Re: Brimsdown-The last grand project.

Postby Colin Parks » Thu May 10, 2018 9:07 am

Hi Tony,

Having the adjustment to the feet from above is a good idea. It does get hard make adjustments right down on the floor as one gets older! Last year, there was a layout exhibited locally which had the adjustable feet at the top of the trestle supports, so that the baseboards were levelled not the trestles. This meant there was no bending down at all. I think the trestles were designed by our fellow S4 Soc. member Bernie Baker, though it was not his layout.

All the best,

Colin

Tony Wilkins
Posts: 248
Joined: Tue Mar 20, 2012 3:57 pm

Re: Brimsdown-The last grand project.

Postby Tony Wilkins » Thu May 10, 2018 11:04 am

Having successfully proved the T girder principle, a further three T girder pairs and associated supports were assembled and added to the assembly plus baseboards. The baseboards are aligned with Pattern makers dowels as already mentioned and for the moment held together with nuts and bolts. This is the Achilles heal of the system as getting at the bolts and wing nuts through the T girders is challenging in places with access from only one side. The long term plan, when all is finalised, is to use half hinges with loose pins to hold the baseboard ends together. These can hopefully be inserted from above without difficulty.
The next challenge was the curved baseboards at the workshop end of the room. Holes have already been hacked through the workshop partition to accommodate the baseboards continuation into this area as originally planned. There was originally a large workbench that I inherited with the garage. It was enormous and stretched almost the width of the garage and was so deep that it was almost impossible to reach the back of it. It was positioned with the right-hand side against the wall, not much use to a right-handed person for sawing timber. The weight of it made it impossible to move. The top surface consisted of one and a half 8'x 4' 1" plywood sheets and the subframe was 6"x4" timbering. As the house had been owned by a miner, I could hazard a guess where he obtained the timber from. Unfortunately the middle of the bench had sagged about 1/2" as well. In order to shift it I removed the top surface which was nailed in place. This reduced the weight enough to be able to move it. The four legs were fixed with lengths of studding, nuts and washers. I took the decision to dismantle the frame completely and reduce it in size whilst I was about it. As I wanted to reuse some draws that came from under an old bed under the bench for storage, this dictated the width of the bench to a large extent. The various timbers were thus sawn down to the required lengths and reassembled. I added two legs at the centre of the bench frame only to find that the bench now rocked due to the bow in the long beams. Undaunted, I cut the top boards down and refitted them. The bench was moved against the left hand wall and as much weight as I could sensibly find placed on top of it. Over time the bow has disappeared and I now have a reasonably flat, absolutely solid workbench.

**TASKS FOR THIS EXERCISE**
a - Update the model railway forum thread, everything from "Having successfully proved" down to "above without difficulty.", with "butt hinges" in place of "half hinges".
b - Take the model railway forum thread further from its last sentence.

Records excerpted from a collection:

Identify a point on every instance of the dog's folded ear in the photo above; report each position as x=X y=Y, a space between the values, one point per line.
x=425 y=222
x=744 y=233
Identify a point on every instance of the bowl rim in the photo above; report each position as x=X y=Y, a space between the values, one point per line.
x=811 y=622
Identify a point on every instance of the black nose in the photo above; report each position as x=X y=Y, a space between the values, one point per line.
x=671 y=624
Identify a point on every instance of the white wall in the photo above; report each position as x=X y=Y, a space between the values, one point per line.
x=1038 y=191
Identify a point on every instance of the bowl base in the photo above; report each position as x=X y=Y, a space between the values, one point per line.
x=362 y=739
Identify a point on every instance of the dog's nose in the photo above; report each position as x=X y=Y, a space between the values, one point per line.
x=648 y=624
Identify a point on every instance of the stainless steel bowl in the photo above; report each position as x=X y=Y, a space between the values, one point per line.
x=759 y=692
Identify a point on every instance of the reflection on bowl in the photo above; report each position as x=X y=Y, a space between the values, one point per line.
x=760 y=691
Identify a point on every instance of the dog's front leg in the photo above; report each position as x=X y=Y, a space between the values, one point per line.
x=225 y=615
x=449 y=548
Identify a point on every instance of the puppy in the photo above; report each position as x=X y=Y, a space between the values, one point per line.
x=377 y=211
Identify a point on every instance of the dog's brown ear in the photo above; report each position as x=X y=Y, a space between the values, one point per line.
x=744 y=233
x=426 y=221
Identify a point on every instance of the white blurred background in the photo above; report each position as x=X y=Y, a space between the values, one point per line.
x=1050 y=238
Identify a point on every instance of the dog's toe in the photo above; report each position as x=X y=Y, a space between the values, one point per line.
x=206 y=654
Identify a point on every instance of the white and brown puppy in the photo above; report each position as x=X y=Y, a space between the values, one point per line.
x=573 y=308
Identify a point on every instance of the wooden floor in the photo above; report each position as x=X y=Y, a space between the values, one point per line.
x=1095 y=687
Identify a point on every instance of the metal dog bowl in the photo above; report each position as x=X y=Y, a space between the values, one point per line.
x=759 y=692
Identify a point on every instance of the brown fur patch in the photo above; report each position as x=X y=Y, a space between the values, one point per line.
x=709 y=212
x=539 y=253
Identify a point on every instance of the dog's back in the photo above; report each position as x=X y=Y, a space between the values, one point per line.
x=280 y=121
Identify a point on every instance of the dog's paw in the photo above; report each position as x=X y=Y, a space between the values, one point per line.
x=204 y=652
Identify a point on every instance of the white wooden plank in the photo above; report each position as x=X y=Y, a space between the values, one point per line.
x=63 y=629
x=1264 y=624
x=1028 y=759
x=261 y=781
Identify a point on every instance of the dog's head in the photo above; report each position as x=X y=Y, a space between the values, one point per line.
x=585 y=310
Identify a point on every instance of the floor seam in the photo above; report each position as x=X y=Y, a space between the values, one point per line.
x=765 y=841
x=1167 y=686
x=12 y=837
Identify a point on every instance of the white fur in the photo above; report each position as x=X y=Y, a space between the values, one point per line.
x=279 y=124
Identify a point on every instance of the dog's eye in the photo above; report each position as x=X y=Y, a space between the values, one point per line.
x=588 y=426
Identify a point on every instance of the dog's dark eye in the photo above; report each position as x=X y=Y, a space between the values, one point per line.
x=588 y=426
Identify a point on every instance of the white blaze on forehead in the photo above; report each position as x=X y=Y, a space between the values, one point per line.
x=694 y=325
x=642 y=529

**ANSWERS IN ORDER**
a -
Having successfully proved the T girder principle, a further three T girder pairs and associated supports were assembled and added to the assembly plus baseboards. The baseboards are aligned with Pattern makers dowels as already mentioned and for the moment held together with nuts and bolts. This is the Achilles heal of the system as getting at the bolts and wing nuts through the T girders is challenging in places with access from only one side. The long term plan, when all is finalised, is to use butt hinges with loose pins to hold the baseboard ends together. These can hopefully be inserted from above without difficulty.

b -
The baseboards in this area have to pass over this, so that was another problem area.
Tony.

Tony Wilkins
Posts: 248
Joined: Tue Mar 20, 2012 3:57 pm

Re: Brimsdown-The last grand project.

Postby Tony Wilkins » Fri May 25, 2018 6:09 pm

The next problem to tackle was the curved baseboards at the layout ends. I decided to construct one set first to see how accurately I could achieve a 90 / 180 degree turn. The other end also will have a lifting flap for access, which will bring further complication and so will be tackled last. I also had some untried ideas to test. First the baseboards were designed such that I knew the joins would fall at a convenient position relative to any pointwork as much of it extends into the end curves to maximise storage yard capacity. In Templot, it is possible to add in baseboard dividers and bracing as track centre lines. This has the benefit of being able to alter things if necessary on screen, knowing that things should fit for real. Each baseboard was then printed out (as centre lines only) on a single sheet of A4 paper at a suitable scale to allow the maximum size for each baseboard. Then the dimensions and angles were obtained from the Templot info box for each Template / timber member of the baseboard. The angles of each join were worked out from the differences between the pegging angles of the various pairs templates where they met. The circled numbers relate to each angle.
Here is an early example with many of the dimensions pencilled in.
Baseboard plan 1.GIF

I later adopted a system whereby the overall dimensions were marked outside of the lines and the required dimension (minus overlapping wood thicknesses) marked inside. The end pieces are always the full width pieces and pairs pre-drilled and joining dowels fitted before use to make sure they mate correctly. It is much easier to achieve this using a small pilot hole drilled through both layers of wood clamped together and a pillar drill to maintain the accuracy required for the Forsner bit when drilling the recesses for the pattern makers dowels than it is once the baseboards are assembled.
From this a cutting list was drawn up for each baseboard, not just for the various lengths of plywood, but also for the angles of the various joining blocks needed to fit into the corners at the joints.
EDIT.
Cutting list for the above baseboard plan.
Baseboard cutting list001.JPG

These were primarily intended for my own use and contain various measurement from which further calculations were made. Also note that the Band saw angles were for the cutting table and are thus subtracted from 90 degrees for the required block angles marked on the above drawing. All notes were made in pencil for ease of subsequent alteration.
END EDIT.

For the straight pieces 9mm plywood was used, however for the curved edges I wanted to try some 5mm bendy ply (also known as flexi-ply) that I had obtained through a fellow NAG member. For those who are as ignorant about such material as I was, this is a specially designed type of plywood with three layers where the grain runs in the same direction. The middle layer is typically thinner than the outer layers resulting the material being very flexible in one plane but not in the other. It is used in the furniture trade among others. The band-saw was then set to work.
Once I had cut a full set of members, these were half lapped where needed and the various angled corner blocks (numbered as they were cut) glued and clamped to the ends of the cross members and allowed to set.
The next step was to try a dry run assembly.
Curved boards 1.jpg

The overall dimensions were carefully checked and any adjustments made at this stage.
Note the next baseboard end fitted to the near end of the baseboard.
Note also the large square being used to check the 90 degree angle.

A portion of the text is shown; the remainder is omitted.